• _TAREAS_:
1: ¿Concuerdan con el fragmento estas afirmaciones? Responda sí o no a cada una y cite textualmente las palabras del fragmento que lo deciden.
(a) En el epílogo, Laszlo Toth aparece en silla de ruedas.
(b) La sentencia de Dostoyevski figura al final de Crimen y castigo.
(c) Dostoyevski propuso esa sentencia casi cien años antes.
2: Conteste, según el fragmento, cada pregunta en su propia línea:
(a) ¿Qué actor interpreta a Laszlo Toth?
(b) ¿En qué obra de Dostoyevski aparece la sentencia citada?
(c) ¿En qué otra obra se propone también ese desafío?

• _FRAGMENTO DEL TEXTO_:
○ ○ ○ ○ ○

Cerca del final de una de las películas más infames del año pasado se manifestaba: «No importa lo que los demás intenten venderte: es el destino, no el viaje». La película es El brutalista, de Brady Corbet, y la frase se inscribe en una glorificación bien a la norteamericana que no logra más que perjudicar su esencia. Si por sí misma ya es, por lo menos, problemática y controvertida, la circunstancia en la que se enuncia la sumerge aún más en una connotación burda de autosometimiento a caminos paupérrimos, solo para cumplir con un destino que ni siquiera parece demostrar que el tortuoso viaje valió la pena. Es así como vemos a Laszlo Toth (Adrien Brody) en el epílogo durante un homenaje a su obra; está viejo, desmejorado, en silla de ruedas, rodeado de personas que gozan de una salud notoriamente mejor que la suya. Aun así, en su estado más puro, es una frase que esconde una suerte de impedimento: hasta no haber alcanzado tal destino, es imposible imaginar una concordancia fáctica.
Casi 160 años antes, Dostoyevski propone una sentencia similar en el principio de Crimen y castigo: «(…) pronto nos convencemos a nosotros mismos de que nuestra conducta es inmejorable, de que era necesaria, de que la excelencia del fin justifica nuestro proceder.»1 El concepto muta para pasar a responder a la empresa de la conducta, una empresa de disciplinamiento que se esgrime en los parámetros de obediencia católica desafiados con esta cita. Confeccionado por su resignificación más que por su detracción, este desafío es también propuesto en Misericordia.

○ ○ ○ ○ ○

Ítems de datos
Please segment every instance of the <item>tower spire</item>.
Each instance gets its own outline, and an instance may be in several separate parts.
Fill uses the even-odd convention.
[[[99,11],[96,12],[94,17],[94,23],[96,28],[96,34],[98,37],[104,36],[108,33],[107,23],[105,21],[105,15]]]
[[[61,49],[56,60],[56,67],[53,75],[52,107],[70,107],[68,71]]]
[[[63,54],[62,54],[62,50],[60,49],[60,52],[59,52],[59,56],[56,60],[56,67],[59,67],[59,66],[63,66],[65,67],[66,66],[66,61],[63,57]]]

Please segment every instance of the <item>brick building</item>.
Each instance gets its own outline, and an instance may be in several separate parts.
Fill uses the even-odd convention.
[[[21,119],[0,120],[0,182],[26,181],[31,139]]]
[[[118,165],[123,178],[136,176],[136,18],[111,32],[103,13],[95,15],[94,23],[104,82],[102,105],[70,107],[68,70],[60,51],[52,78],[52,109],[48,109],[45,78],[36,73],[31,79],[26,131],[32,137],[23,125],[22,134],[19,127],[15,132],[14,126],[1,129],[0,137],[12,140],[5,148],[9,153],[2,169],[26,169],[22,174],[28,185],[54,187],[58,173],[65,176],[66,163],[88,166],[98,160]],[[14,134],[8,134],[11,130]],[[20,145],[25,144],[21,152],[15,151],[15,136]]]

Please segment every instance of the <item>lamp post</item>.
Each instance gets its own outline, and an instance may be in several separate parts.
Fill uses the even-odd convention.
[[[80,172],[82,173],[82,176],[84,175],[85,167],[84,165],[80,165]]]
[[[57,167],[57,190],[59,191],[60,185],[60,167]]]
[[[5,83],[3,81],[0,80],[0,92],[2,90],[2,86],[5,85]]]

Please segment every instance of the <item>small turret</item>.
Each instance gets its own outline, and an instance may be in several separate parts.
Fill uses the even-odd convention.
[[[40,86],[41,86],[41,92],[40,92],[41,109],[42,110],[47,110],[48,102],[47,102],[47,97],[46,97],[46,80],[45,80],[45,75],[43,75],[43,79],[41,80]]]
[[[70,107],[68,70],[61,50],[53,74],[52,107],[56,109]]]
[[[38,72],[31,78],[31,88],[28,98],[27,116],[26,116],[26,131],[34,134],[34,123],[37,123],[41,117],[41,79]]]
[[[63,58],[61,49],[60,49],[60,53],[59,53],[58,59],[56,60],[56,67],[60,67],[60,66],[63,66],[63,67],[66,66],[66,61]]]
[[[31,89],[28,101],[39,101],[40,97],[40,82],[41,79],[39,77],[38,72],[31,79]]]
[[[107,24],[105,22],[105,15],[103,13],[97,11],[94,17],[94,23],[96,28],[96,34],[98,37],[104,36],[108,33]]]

○ ○ ○ ○ ○

• _RESPUESTAS_:
1:
(a) Sí: «está viejo, desmejorado, en silla de ruedas».
(b) No: «en el principio de Crimen y castigo».
(c) No: «Casi 160 años antes».

2:
(a) Adrien Brody.
(b) Crimen y castigo.
(c) Misericordia.